ASSIGNMENT
Rewrite everything in the text on South Sudan's oil sector from "The gradually improving" down to "affecting both ambitions.", replacing "oil production" with "petroleum output".
*** SELECTED TEXT ***
The gradually improving security situation in South Sudan should see oil production rise and create some of the jobs needed to help maintain peace in the world’s newest country. Relations with neighbouring Khartoum have improved since Omar al-Bashir’s 30 year rule came to an end in April 2019, while the peace deal with domestic rebel forces has enabled the creation of a Transitional Government of National Unity.

The Paloch oil fields in South Sudan Source: South Sudan Ministry of Petroleum

After decades of fighting for independence from Khartoum, South Sudan became a sovereign nation in 2011. Hopes were high that this would result in improved living standards, partly fuelled by the country’s substantial oil production, but a civil war broke out in 2013, affecting both ambitions. 

Hon. Eng. Awow Daniel Chuang, Undersecretary at the Ministry of Petroleum, commented: 
“The political process definitely affects the hydrocarbons sector. If South Sudan’s political situation is unstable and if there’s a perception that there are political problems, investors will stay away from the country, especially from the hydrocarbons sector.”

South Sudan’s security problems were exacerbated by its geographical location within an area more widely affected by instability, stretching from Darfur, parts of Chad and the Central African Republic to northeastern Democratic Republic of Congo and northern Uganda. Insecurity on one side of a border generally makes it more likely on the other and so the various civil war and cross-border conflicts in the region have fed into each other. 

However, South Sudan’s President Salva Kiir and opposition leader Riek Machar signed a peace deal in September 2018, followed by a binding settlement and regional power sharing agreement this February. In mid-June, the two sides agreed on the process for choosing regional governors.

Chuang said:
“We think right now the political situation has improved, following the signing of the peace agreement and formation of the new government...I’m sure after the Covid-19 pandemic has passed, many investors will come to the country, as they have been waiting for the right opportunity. We know it is a lengthy process, but with increasing political stability, we hope to attract more investors to the oil and other sectors.”
*** End of SELECTED TEXT ***
*** GIVEN RECORDS ***
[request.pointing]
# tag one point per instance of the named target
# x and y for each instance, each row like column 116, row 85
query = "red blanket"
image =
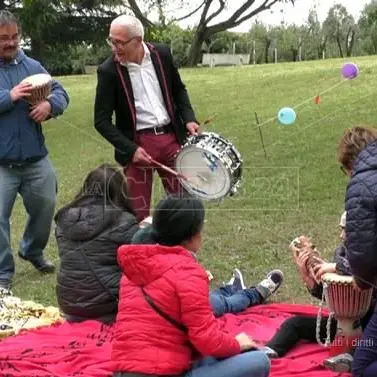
column 83, row 350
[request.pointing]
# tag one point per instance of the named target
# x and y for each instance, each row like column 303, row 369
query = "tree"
column 340, row 27
column 317, row 35
column 368, row 27
column 209, row 10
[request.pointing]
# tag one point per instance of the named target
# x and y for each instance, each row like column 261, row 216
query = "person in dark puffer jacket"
column 89, row 231
column 357, row 154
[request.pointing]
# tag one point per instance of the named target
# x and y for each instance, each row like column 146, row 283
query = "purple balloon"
column 350, row 71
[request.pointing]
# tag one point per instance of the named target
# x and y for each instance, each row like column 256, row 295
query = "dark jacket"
column 88, row 237
column 111, row 97
column 361, row 225
column 21, row 138
column 342, row 268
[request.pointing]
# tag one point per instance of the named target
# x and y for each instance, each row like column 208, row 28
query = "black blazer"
column 111, row 96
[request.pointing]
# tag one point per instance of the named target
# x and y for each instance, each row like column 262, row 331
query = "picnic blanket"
column 83, row 350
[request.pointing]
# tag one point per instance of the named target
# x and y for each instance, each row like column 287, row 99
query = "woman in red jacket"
column 164, row 315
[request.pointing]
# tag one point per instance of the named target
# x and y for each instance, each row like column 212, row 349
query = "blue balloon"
column 287, row 115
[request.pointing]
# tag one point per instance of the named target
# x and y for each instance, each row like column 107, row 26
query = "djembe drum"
column 348, row 306
column 41, row 87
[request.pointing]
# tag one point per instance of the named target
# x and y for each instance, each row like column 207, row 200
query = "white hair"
column 132, row 24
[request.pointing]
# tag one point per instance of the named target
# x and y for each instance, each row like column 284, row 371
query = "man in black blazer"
column 153, row 113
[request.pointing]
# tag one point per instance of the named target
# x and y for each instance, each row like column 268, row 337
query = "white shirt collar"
column 146, row 56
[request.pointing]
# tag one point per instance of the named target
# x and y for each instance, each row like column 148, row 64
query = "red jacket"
column 144, row 341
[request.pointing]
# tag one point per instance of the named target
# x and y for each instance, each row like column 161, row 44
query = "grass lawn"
column 297, row 189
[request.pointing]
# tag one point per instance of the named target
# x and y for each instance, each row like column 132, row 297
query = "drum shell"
column 343, row 299
column 39, row 94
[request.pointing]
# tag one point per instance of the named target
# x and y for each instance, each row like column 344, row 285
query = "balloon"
column 287, row 115
column 350, row 71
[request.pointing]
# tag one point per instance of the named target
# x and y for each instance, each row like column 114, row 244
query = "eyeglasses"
column 115, row 43
column 343, row 170
column 6, row 39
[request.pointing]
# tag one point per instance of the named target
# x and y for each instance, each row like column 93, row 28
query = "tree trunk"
column 37, row 48
column 340, row 46
column 196, row 47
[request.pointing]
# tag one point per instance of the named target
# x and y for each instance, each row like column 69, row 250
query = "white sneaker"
column 238, row 283
column 270, row 284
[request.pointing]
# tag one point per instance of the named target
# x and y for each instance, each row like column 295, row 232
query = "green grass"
column 297, row 189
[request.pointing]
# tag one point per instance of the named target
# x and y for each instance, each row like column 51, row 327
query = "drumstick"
column 169, row 170
column 207, row 121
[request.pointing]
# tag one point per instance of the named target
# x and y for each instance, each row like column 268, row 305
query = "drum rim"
column 188, row 186
column 46, row 83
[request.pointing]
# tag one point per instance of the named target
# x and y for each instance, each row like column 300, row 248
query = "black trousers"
column 304, row 328
column 133, row 374
column 299, row 328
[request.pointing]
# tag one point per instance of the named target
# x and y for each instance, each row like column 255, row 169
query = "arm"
column 6, row 102
column 361, row 242
column 103, row 111
column 180, row 95
column 204, row 330
column 58, row 99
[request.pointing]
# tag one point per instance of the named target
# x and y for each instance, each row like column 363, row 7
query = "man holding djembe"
column 24, row 166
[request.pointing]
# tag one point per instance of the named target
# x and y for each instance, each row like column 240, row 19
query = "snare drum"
column 348, row 305
column 212, row 165
column 41, row 87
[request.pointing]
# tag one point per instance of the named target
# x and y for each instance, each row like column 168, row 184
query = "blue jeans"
column 254, row 363
column 223, row 300
column 247, row 364
column 365, row 356
column 37, row 184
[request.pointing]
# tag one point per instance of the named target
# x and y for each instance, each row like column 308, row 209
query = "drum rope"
column 319, row 319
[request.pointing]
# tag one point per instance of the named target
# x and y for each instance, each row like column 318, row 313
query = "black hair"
column 107, row 183
column 177, row 219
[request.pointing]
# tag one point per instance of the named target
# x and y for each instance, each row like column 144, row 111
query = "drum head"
column 38, row 79
column 331, row 277
column 208, row 177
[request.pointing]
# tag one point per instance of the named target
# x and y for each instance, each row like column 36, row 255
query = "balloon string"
column 306, row 101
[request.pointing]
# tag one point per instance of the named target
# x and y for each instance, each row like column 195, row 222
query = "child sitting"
column 303, row 327
column 233, row 297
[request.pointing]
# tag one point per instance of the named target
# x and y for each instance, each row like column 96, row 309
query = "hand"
column 141, row 157
column 354, row 283
column 41, row 112
column 245, row 342
column 147, row 221
column 193, row 128
column 20, row 91
column 301, row 263
column 323, row 268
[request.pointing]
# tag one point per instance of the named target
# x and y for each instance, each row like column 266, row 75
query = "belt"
column 160, row 130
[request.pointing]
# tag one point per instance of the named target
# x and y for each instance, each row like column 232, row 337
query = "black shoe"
column 340, row 363
column 5, row 288
column 270, row 284
column 40, row 263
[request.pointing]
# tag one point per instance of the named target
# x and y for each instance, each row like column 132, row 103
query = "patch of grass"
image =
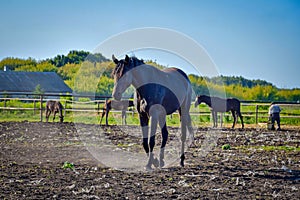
column 226, row 147
column 269, row 148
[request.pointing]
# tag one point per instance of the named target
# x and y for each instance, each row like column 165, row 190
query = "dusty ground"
column 32, row 157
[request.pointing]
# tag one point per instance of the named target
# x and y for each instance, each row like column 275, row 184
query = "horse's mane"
column 133, row 62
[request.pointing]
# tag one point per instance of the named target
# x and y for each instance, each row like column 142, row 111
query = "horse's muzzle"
column 117, row 96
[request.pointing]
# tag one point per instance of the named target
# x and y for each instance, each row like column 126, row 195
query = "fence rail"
column 72, row 103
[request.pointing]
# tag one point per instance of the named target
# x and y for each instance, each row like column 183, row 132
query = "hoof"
column 148, row 168
column 161, row 163
column 182, row 163
column 156, row 162
column 182, row 160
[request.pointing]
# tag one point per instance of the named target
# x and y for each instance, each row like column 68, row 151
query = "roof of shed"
column 50, row 82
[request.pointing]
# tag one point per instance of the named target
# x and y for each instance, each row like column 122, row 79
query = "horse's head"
column 199, row 99
column 61, row 119
column 122, row 74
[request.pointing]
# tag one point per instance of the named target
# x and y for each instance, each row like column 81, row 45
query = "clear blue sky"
*** End of GIVEN RECORDS ***
RESULT OF THIS TASK
The gradually improving security situation in South Sudan should see petroleum output rise and create some of the jobs needed to help maintain peace in the world’s newest country. Relations with neighbouring Khartoum have improved since Omar al-Bashir’s 30 year rule came to an end in April 2019, while the peace deal with domestic rebel forces has enabled the creation of a Transitional Government of National Unity.

The Paloch oil fields in South Sudan Source: South Sudan Ministry of Petroleum

After decades of fighting for independence from Khartoum, South Sudan became a sovereign nation in 2011. Hopes were high that this would result in improved living standards, partly fuelled by the country’s substantial petroleum output, but a civil war broke out in 2013, affecting both ambitions.